Instructions =>
a) According to the tutorial on Geospatial APIs credentials, whom should you contact if you lack an API key, a Tenant (or Client) Id and an Org Id?
b) Resume the tutorial on Geospatial APIs credentials from its last sentence.

Text =>
^^^^

Also note that in point 1 above you could change the notebooks so that you place your username and api key in-line in the code rather than using the environment variables included. However, we don’t recommend this, as inclusion in a notebook increases the risk of your credentials being passed on to other people.

Geospatial APIs Credentials

The Geospatial APIs component provides an API (at https://api.ibm.com/geospatial/run/na/). To use this you will also need an API key, a Tenant (or Client) Id and an Org Id. If you don’t have an API key, a Tenant (or Client) Id and an Org Id please contact your IBM representative.

In the Jupyter Notebooks that are part of this quick start tutorial we don’t include secret credentials. We read the credentials from operating system environment variables when they are required:

EI_API_KEY   = os.environ.get('EI_API_KEY')
EI_TENANT_ID = os.environ.get('EI_TENANT_ID')
EI_ORG_ID    = os.environ.get('EI_ORG_ID')

If you do not have a tenant id you can instead set a client id (e.g. EI_CLIENT_ID) and pass client_id = EI_CLIENT_ID to the authentication.OAuth2 object init or the get_client() call.

Set these values in your environment before you start so that they are ready to be used when required, for example,

On Linux

In the shell where you will launch the Jupyter notebooks do the following:

export EI_API_KEY   = <your IBM Environmental Intelligence api key key here>
export EI_TENANT_ID = <your IBM Environmental Intelligence tenant key here>
export EI_ORG_ID    = <your IBM Environmental Intelligence org id here>

From here, you can now start to use the notebooks provided.

^^^^

Data excerpts =>

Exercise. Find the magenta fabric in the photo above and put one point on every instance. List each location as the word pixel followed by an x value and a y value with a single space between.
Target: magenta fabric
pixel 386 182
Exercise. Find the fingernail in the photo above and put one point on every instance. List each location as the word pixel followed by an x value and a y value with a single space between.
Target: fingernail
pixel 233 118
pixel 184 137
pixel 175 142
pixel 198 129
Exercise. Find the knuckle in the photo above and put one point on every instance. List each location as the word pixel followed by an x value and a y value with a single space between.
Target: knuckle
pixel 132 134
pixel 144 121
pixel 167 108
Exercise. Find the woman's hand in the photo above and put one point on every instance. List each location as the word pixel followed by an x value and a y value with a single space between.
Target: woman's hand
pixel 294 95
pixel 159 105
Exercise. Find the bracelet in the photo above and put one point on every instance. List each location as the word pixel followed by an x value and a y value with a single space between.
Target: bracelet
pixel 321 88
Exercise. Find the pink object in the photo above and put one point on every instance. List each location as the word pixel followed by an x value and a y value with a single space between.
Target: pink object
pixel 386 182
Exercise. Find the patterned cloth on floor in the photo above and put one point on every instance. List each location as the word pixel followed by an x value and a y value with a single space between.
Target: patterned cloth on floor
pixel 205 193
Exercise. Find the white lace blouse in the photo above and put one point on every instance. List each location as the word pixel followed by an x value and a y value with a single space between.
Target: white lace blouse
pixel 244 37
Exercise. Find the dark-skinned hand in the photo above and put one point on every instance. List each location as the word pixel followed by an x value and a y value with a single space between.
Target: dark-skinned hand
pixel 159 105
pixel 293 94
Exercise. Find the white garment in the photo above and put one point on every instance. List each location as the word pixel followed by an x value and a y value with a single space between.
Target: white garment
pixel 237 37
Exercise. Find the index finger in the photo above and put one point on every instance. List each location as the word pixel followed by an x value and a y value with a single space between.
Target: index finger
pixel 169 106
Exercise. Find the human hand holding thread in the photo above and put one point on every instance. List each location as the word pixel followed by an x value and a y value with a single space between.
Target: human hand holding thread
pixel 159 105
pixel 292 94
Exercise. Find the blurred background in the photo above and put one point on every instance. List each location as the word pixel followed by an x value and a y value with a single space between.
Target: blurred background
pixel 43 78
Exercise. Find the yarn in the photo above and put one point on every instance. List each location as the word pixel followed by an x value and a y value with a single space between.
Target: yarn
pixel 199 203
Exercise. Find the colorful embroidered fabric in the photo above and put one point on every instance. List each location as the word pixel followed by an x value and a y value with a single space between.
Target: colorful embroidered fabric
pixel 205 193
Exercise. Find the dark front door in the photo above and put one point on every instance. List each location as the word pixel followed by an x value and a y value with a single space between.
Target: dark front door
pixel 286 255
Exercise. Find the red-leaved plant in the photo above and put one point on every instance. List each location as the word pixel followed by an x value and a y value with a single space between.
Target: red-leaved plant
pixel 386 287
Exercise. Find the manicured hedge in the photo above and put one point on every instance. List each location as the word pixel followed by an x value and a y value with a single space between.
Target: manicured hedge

^^^^

Answers below =>
a) Your IBM representative.

b)
On Windows

Open the ‘Environment Variables’ dialog by doing the following

  • Type ‘sysdm.cpl’ into the ‘Type here to search’ box to bring up the ‘System Properties’ dialog

  • Select the ‘Advanced’ tab

  • Press the ‘Environment Variables…’ button

On the ‘Environment Variables’ dialog you can create ‘New…’ environment variables for EI_API_KEY, EI_TENANT_ID and EI_ORG_ID setting the values to the ones you have been given.

Now you have set environment variables you need to start a new DOS prompt or Powershell. The new shells will adopt these new environment variables. From here, you can now start to use the notebooks provided.

Python3

The API tutorials are written in Python3. You can use any programming language by talking to the Geospatial APIs HTTPs endpoints using the standard HTTPs libraries from your language of choice.

If you want to use Python3 but don’t have an environment set up including Jupyter notebooks there are many resources on the internet that can help you.

ibmpairs SDK

The Jupyter notebooks in this tutorial use the ibmpairs API wrapper for convenience. You will need to install this into your Python3 environment. Make sure you have install at least version 3.0.0.

There is a more detailed overview of the ibmpairs SDK here.

PIP

pip3 install ibmpairs>=3.0.0

Installing in Watson Studio Notebook

put the following code in a cell

!pip install ibmpairs

Common Python3 Issues

Supported Python3 Versions

The ibmpairs SDK is only tested on Python3 Version 3.7 and above. If you see an error like the following when you are installing the wrapper then your Python3 version may be too old.

Collecting pandas>=1.0.1 (from ibmpairs==3.0.0)
  Could not find a version that satisfies the requirement pandas>=1.0.1 (from ibmpairs==0.2.1) (from versions: 0.1, 0.2, 0.3.0, 0.4.0, 0.4.1, 0.4.2, 0.4.3, 0.5.0, 0.6.0, 0.6.1, 0.7.0, 0.7.1, 0.7.2, 0.7.3, 0.8.0, 0.8.1, 0.9.0, 0.9.1, 0.10.0, 0.10.1, 0.11.0, 0.12.0, 0.13.0, 0.13.1, 0.14.0, 0.14.1, 0.15.0, 0.15.1, 0.15.2, 0.16.0, 0.16.1, 0.16.2, 0.17.0, 0.17.1, 0.18.0, 0.18.1, 0.19.0, 0.19.1, 0.19.2, 0.20.0, 0.20.1, 0.20.2, 0.20.3, 0.21.0, 0.21.1, 0.22.0, 0.23.0, 0.23.1, 0.23.2, 0.23.3, 0.23.4, 0.24.0, 0.24.1, 0.24.2)
No matching distribution found for pandas>=1.0.1 (from ibmpairs==3.0.0)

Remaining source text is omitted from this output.